What you should do →
Update the listing below so that every "keypoint" reads "marker point" and nothing else changes. Leave the picture out of your answer.

Stored data entries:
※
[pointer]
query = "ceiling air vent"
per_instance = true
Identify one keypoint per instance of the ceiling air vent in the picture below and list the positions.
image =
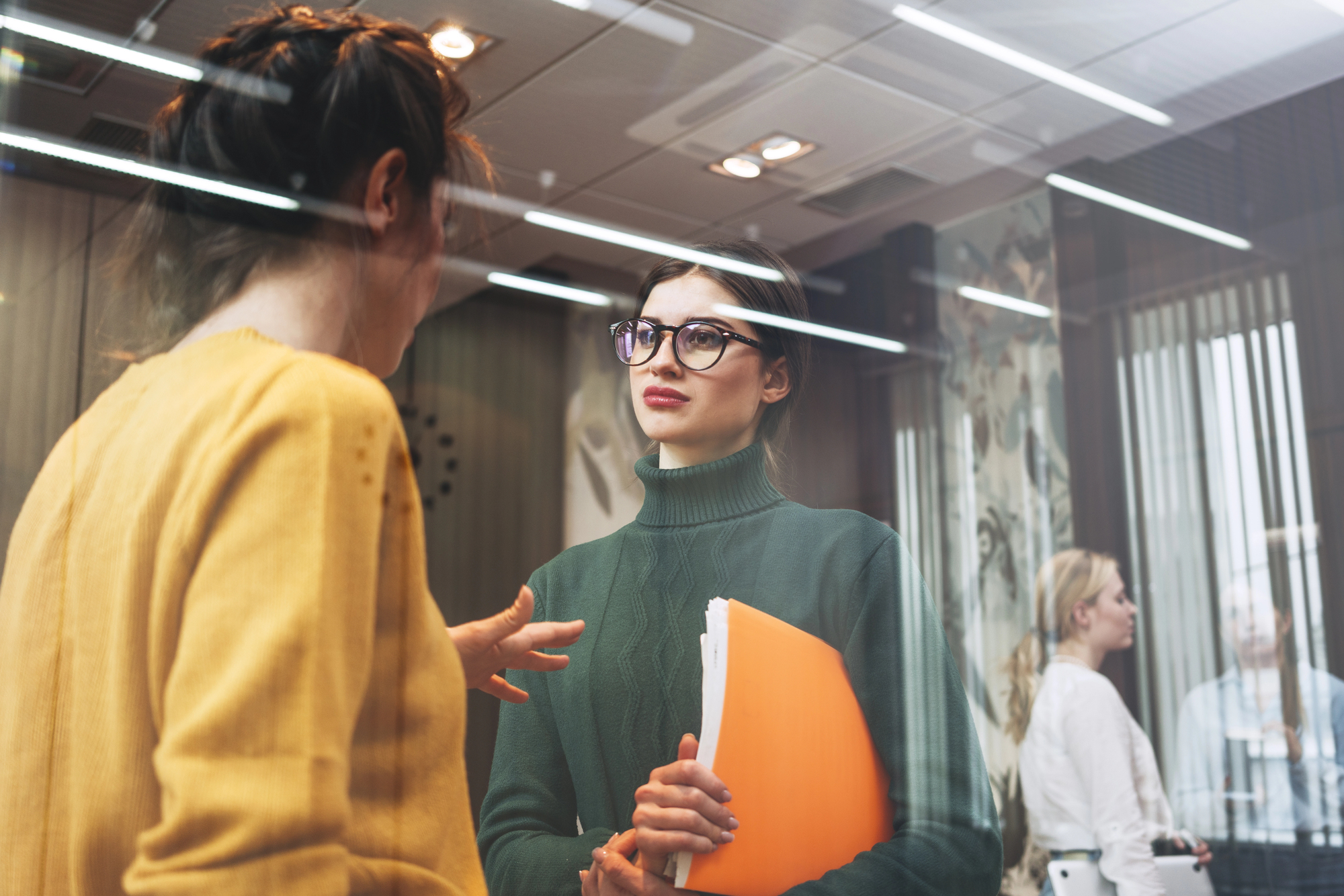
(114, 134)
(859, 195)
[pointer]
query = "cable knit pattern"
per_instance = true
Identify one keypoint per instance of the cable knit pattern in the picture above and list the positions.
(592, 734)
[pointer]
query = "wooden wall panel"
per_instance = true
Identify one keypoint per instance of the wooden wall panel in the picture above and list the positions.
(486, 410)
(44, 238)
(110, 326)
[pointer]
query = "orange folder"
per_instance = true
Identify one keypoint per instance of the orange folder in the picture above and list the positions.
(786, 734)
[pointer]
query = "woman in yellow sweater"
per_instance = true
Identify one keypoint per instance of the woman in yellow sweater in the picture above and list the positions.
(221, 670)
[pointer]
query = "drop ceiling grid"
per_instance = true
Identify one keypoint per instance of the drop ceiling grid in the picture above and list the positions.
(534, 34)
(650, 181)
※
Completed exercise →
[pointer]
query = "ceiling air vent"
per_instance = true
Identify one marker point per instance of the ceiling air vent in the picture below and list the positions.
image =
(114, 134)
(859, 195)
[pointer]
query = "cable knit pattern"
per_instance = true
Identify one marker point per instance of the cable knit pattern in the picture above and list the positions.
(592, 734)
[pointer]
query = "wooden wall panel"
per_instance = true
Identify one marker point per instance of the wooden wall panel in the picture above and list the positions.
(486, 410)
(44, 238)
(110, 326)
[pointer]
query = "orange folder"
per_instance = true
Identify one marker point per instance of the orange folder in the picture above and list the positions.
(786, 734)
[pointer]
query = "woman in yellow sweater"
per_instance = true
Identify one marker point per instance of the woman in yellow sweater in the picture above and list the positions.
(221, 670)
[pointer]
query = "drop ceiling grid"
per_instance = true
Identify one marker point per instance of the drop ceiling grid in the picture above and list the positions.
(534, 34)
(650, 181)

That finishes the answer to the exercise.